*** The input ***
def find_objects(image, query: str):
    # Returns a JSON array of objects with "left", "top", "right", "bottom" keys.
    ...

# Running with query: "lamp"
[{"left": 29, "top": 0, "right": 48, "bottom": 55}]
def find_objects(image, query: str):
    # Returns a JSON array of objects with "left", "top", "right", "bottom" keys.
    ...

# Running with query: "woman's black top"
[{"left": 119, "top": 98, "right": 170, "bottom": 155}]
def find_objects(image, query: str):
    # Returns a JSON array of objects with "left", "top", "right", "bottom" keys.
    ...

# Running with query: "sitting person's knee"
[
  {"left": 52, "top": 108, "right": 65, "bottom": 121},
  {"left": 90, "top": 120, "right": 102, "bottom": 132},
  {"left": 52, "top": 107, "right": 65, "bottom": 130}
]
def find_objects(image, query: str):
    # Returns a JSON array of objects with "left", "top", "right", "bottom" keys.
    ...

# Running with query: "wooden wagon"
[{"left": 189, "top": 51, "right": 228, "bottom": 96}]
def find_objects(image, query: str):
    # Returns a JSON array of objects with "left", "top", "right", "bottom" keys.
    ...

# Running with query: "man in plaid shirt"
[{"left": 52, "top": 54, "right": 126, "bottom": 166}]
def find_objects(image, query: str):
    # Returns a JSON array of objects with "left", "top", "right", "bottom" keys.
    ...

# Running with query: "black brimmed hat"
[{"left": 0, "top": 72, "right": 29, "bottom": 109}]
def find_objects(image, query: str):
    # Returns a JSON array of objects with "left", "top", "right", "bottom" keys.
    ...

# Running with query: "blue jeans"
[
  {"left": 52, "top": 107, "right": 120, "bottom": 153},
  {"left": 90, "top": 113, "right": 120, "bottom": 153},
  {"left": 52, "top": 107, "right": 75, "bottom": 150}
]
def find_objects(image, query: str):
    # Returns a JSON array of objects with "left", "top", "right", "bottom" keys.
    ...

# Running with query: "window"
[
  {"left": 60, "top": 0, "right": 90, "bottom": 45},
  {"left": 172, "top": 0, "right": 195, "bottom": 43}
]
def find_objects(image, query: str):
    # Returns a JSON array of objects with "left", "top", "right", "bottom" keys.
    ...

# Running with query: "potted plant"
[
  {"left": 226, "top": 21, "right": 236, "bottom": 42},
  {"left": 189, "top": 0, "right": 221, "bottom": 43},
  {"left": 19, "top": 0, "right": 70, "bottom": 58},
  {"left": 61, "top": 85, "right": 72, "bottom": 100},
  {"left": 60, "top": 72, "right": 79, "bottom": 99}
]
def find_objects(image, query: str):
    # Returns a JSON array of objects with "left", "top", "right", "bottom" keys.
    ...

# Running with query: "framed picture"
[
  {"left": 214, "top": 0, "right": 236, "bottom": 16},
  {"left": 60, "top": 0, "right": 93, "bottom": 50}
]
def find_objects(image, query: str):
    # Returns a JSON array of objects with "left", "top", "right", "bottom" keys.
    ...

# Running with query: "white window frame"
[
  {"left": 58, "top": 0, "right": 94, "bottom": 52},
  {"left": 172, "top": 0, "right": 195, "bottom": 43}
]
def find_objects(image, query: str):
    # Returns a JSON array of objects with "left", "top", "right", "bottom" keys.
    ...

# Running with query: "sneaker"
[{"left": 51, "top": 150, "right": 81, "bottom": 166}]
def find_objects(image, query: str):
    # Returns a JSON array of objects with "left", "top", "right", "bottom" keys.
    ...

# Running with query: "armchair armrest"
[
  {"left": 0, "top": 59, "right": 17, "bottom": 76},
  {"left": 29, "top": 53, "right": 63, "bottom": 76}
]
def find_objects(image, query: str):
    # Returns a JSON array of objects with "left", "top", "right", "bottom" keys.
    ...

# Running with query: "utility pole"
***
◆ Task goal:
Copy every line above once more, precisely as it reads.

◆ Result below:
def find_objects(image, query: str):
    # Returns a JSON array of objects with "left", "top", "right", "bottom" keys.
    ...

# Running with query: "lamp"
[{"left": 29, "top": 0, "right": 48, "bottom": 55}]
def find_objects(image, query: str):
    # Returns a JSON array of objects with "left", "top", "right", "bottom" keys.
    ...

# Running with query: "woman's black top"
[{"left": 119, "top": 98, "right": 170, "bottom": 155}]
def find_objects(image, query: str):
    # Returns a JSON array of objects with "left", "top", "right", "bottom" keys.
    ...

# Running with query: "sitting person's knee"
[
  {"left": 52, "top": 108, "right": 65, "bottom": 121},
  {"left": 90, "top": 120, "right": 102, "bottom": 132},
  {"left": 52, "top": 107, "right": 65, "bottom": 130}
]
def find_objects(image, query: str):
    # Returns a JSON array of objects with "left", "top", "right", "bottom" keys.
    ...

# Running with query: "wooden wagon"
[{"left": 189, "top": 51, "right": 228, "bottom": 96}]
def find_objects(image, query: str):
    # Returns a JSON array of objects with "left", "top", "right", "bottom" keys.
    ...

# Running with query: "man in plaid shirt"
[{"left": 52, "top": 54, "right": 126, "bottom": 166}]
def find_objects(image, query: str):
    # Returns a JSON array of objects with "left", "top", "right", "bottom" keys.
    ...

# Running with query: "black brimmed hat"
[{"left": 0, "top": 72, "right": 29, "bottom": 109}]
def find_objects(image, query: str):
    # Returns a JSON array of objects with "left", "top", "right", "bottom" keys.
    ...

# Running with query: "blue jeans"
[
  {"left": 52, "top": 107, "right": 120, "bottom": 153},
  {"left": 90, "top": 113, "right": 120, "bottom": 153},
  {"left": 52, "top": 107, "right": 75, "bottom": 150}
]
def find_objects(image, query: str):
    # Returns a JSON array of objects with "left", "top", "right", "bottom" keys.
    ...

# Running with query: "window"
[
  {"left": 60, "top": 0, "right": 90, "bottom": 45},
  {"left": 172, "top": 0, "right": 195, "bottom": 43}
]
def find_objects(image, query: str):
    # Returns a JSON array of objects with "left", "top", "right", "bottom" keys.
    ...

# Running with query: "potted plant"
[
  {"left": 226, "top": 21, "right": 236, "bottom": 42},
  {"left": 189, "top": 0, "right": 221, "bottom": 43},
  {"left": 19, "top": 0, "right": 70, "bottom": 58},
  {"left": 61, "top": 85, "right": 72, "bottom": 100},
  {"left": 60, "top": 72, "right": 79, "bottom": 99}
]
def find_objects(image, query: str):
    # Returns a JSON array of objects with "left", "top", "right", "bottom" keys.
    ...

# Running with query: "framed picture"
[
  {"left": 214, "top": 0, "right": 236, "bottom": 16},
  {"left": 60, "top": 0, "right": 93, "bottom": 50}
]
def find_objects(image, query: str):
    # Returns a JSON array of objects with "left", "top", "right", "bottom" keys.
    ...

# Running with query: "white window frame"
[
  {"left": 58, "top": 0, "right": 94, "bottom": 52},
  {"left": 172, "top": 0, "right": 195, "bottom": 43}
]
def find_objects(image, query: str):
    # Returns a JSON array of objects with "left", "top", "right", "bottom" keys.
    ...

# Running with query: "sneaker"
[{"left": 51, "top": 150, "right": 81, "bottom": 166}]
def find_objects(image, query: str):
    # Returns a JSON array of objects with "left", "top", "right", "bottom" keys.
    ...

# Running with query: "armchair armrest"
[
  {"left": 0, "top": 59, "right": 17, "bottom": 76},
  {"left": 29, "top": 53, "right": 63, "bottom": 76}
]
def find_objects(image, query: str):
    # Returns a JSON array of objects with "left", "top", "right", "bottom" keys.
    ...

# Running with query: "utility pole"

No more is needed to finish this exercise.